EXERCISE MATERIALS:
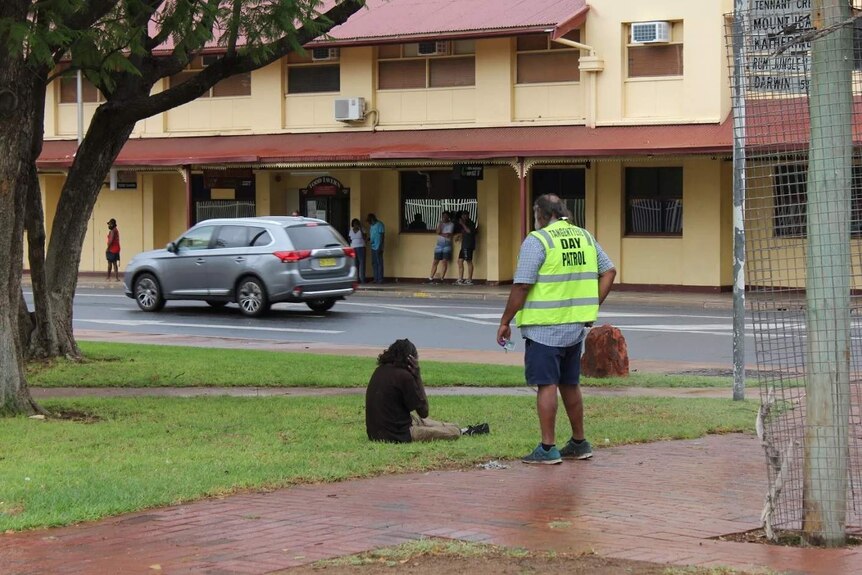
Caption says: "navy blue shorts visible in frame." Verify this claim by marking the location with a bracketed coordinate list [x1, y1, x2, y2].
[524, 339, 581, 385]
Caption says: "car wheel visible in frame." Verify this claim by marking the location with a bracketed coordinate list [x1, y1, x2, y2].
[236, 277, 269, 317]
[305, 299, 335, 313]
[134, 274, 165, 311]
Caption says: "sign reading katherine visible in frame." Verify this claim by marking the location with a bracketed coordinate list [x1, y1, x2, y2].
[745, 0, 813, 94]
[299, 176, 350, 197]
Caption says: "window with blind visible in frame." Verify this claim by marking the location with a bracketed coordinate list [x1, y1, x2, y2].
[377, 40, 476, 90]
[516, 30, 581, 84]
[286, 52, 341, 94]
[400, 170, 479, 233]
[168, 56, 251, 98]
[625, 167, 682, 236]
[60, 72, 105, 104]
[626, 22, 683, 78]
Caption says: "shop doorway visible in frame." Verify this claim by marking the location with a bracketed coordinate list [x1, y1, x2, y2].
[530, 168, 587, 227]
[299, 176, 350, 237]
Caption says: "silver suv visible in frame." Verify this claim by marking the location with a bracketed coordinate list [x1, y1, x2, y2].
[123, 216, 356, 317]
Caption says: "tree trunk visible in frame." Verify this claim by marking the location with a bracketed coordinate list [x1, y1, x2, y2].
[0, 0, 44, 415]
[44, 106, 135, 356]
[19, 159, 62, 361]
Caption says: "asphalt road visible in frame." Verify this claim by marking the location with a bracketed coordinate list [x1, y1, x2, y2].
[28, 288, 754, 369]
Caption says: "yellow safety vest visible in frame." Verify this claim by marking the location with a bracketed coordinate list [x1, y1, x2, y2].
[515, 220, 599, 327]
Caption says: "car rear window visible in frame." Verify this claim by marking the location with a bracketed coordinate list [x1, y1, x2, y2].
[285, 224, 347, 250]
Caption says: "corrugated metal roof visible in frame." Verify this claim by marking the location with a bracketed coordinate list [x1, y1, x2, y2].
[38, 120, 733, 169]
[312, 0, 589, 45]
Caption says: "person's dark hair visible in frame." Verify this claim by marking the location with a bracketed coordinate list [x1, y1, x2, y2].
[377, 339, 419, 369]
[533, 194, 572, 220]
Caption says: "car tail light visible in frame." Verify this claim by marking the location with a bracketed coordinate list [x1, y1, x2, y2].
[272, 250, 311, 263]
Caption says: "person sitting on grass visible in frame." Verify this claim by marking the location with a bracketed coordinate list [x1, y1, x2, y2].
[365, 339, 489, 443]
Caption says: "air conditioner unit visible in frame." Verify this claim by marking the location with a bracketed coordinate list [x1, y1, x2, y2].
[335, 98, 365, 122]
[311, 48, 338, 62]
[632, 22, 671, 44]
[418, 41, 449, 56]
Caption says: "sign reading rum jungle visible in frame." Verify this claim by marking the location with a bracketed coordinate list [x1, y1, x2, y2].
[745, 0, 812, 94]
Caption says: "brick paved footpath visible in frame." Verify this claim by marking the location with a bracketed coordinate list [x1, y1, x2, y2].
[0, 435, 862, 575]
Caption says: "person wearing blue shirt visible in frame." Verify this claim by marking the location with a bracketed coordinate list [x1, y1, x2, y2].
[366, 214, 386, 284]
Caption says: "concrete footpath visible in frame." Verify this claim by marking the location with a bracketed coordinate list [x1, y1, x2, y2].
[11, 278, 862, 575]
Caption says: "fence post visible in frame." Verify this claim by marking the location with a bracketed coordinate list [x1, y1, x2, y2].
[802, 0, 853, 547]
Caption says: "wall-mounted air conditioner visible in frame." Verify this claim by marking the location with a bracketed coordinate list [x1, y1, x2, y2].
[418, 41, 449, 56]
[311, 48, 338, 62]
[335, 98, 365, 122]
[632, 22, 671, 44]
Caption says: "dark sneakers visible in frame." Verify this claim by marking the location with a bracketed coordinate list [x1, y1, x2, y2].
[461, 423, 491, 435]
[560, 439, 593, 459]
[521, 443, 563, 465]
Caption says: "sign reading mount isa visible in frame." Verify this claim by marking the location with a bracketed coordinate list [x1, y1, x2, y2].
[745, 0, 812, 94]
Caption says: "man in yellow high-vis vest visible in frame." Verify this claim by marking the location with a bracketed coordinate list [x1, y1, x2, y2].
[497, 194, 617, 464]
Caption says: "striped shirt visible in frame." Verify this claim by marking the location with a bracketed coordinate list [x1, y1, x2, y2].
[513, 227, 614, 347]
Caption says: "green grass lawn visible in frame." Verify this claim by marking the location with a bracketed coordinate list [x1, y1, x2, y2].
[0, 394, 757, 532]
[27, 342, 732, 390]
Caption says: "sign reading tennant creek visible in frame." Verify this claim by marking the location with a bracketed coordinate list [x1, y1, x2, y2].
[745, 0, 812, 94]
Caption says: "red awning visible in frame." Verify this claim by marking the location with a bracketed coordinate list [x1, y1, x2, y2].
[309, 0, 589, 46]
[38, 124, 733, 169]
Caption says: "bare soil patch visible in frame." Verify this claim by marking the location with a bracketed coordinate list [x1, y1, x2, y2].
[716, 529, 862, 547]
[280, 548, 765, 575]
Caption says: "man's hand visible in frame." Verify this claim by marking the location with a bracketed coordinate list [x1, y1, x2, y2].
[497, 323, 512, 345]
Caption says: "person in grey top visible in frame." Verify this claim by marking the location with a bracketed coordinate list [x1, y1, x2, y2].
[497, 194, 616, 463]
[428, 212, 455, 283]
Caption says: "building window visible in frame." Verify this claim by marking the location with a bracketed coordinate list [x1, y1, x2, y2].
[530, 168, 587, 227]
[626, 22, 683, 78]
[400, 170, 479, 232]
[773, 164, 862, 238]
[60, 72, 105, 104]
[286, 48, 341, 94]
[168, 56, 251, 98]
[625, 168, 682, 236]
[377, 40, 476, 90]
[516, 30, 581, 84]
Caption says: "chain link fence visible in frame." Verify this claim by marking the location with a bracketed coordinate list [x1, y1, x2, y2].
[727, 0, 862, 544]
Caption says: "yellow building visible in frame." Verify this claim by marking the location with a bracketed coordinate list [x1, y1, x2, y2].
[39, 0, 744, 290]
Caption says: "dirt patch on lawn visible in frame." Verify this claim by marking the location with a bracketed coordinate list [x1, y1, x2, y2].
[280, 540, 767, 575]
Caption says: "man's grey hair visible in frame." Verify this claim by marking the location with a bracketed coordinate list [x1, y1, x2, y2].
[533, 194, 572, 220]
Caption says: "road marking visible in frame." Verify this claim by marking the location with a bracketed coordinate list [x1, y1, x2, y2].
[74, 318, 344, 334]
[352, 304, 499, 325]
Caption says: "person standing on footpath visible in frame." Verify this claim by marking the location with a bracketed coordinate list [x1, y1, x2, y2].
[105, 218, 120, 281]
[366, 214, 386, 284]
[497, 194, 617, 464]
[348, 218, 365, 284]
[428, 212, 455, 283]
[455, 210, 476, 285]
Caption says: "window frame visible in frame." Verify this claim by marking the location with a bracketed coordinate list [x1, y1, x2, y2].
[513, 29, 581, 86]
[168, 54, 252, 100]
[290, 50, 341, 97]
[375, 40, 476, 92]
[772, 160, 862, 240]
[398, 168, 479, 235]
[623, 165, 685, 238]
[625, 20, 685, 81]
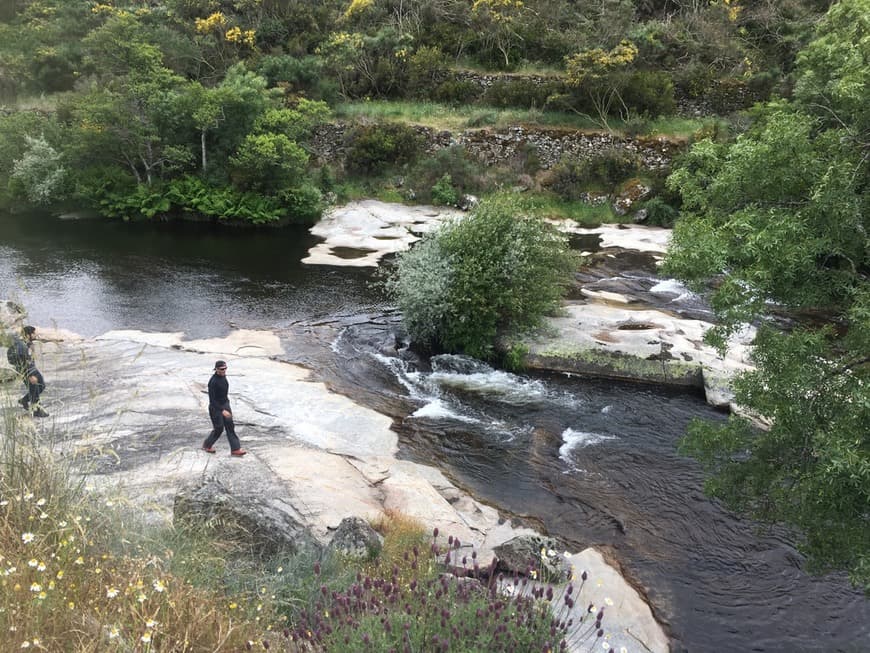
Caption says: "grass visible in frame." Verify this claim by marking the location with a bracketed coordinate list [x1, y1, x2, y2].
[535, 193, 631, 226]
[0, 390, 624, 653]
[335, 100, 715, 139]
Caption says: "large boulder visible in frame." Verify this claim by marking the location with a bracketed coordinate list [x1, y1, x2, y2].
[172, 476, 320, 556]
[493, 535, 570, 581]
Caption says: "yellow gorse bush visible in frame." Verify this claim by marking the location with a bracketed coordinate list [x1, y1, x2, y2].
[196, 11, 227, 34]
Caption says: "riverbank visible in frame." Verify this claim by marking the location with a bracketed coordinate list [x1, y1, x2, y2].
[3, 306, 668, 651]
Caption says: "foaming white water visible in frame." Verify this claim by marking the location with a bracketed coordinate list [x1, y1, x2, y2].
[409, 399, 479, 423]
[649, 279, 697, 299]
[559, 429, 616, 463]
[428, 355, 577, 406]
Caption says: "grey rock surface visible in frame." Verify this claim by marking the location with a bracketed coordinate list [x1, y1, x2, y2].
[328, 517, 384, 559]
[172, 474, 320, 556]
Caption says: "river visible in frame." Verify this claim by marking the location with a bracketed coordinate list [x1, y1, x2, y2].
[0, 213, 870, 653]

TASK DESCRIPTION:
Reproduce the records from their beginning through the line containing "[134, 274, 165, 311]", including both ends, and omit the pictures from your answer.

TASK OUTPUT:
Caption says: "navy blue shorts visible in frame." Verify this claim by marking the location with a bracketed coordinate list [x1, y1, x2, y2].
[524, 339, 581, 385]
Caption says: "car wheel visible in frame." Verify this claim by marking the location with a bracketed coordinate list [x1, y1, x2, y2].
[236, 277, 269, 317]
[305, 299, 335, 313]
[134, 274, 165, 311]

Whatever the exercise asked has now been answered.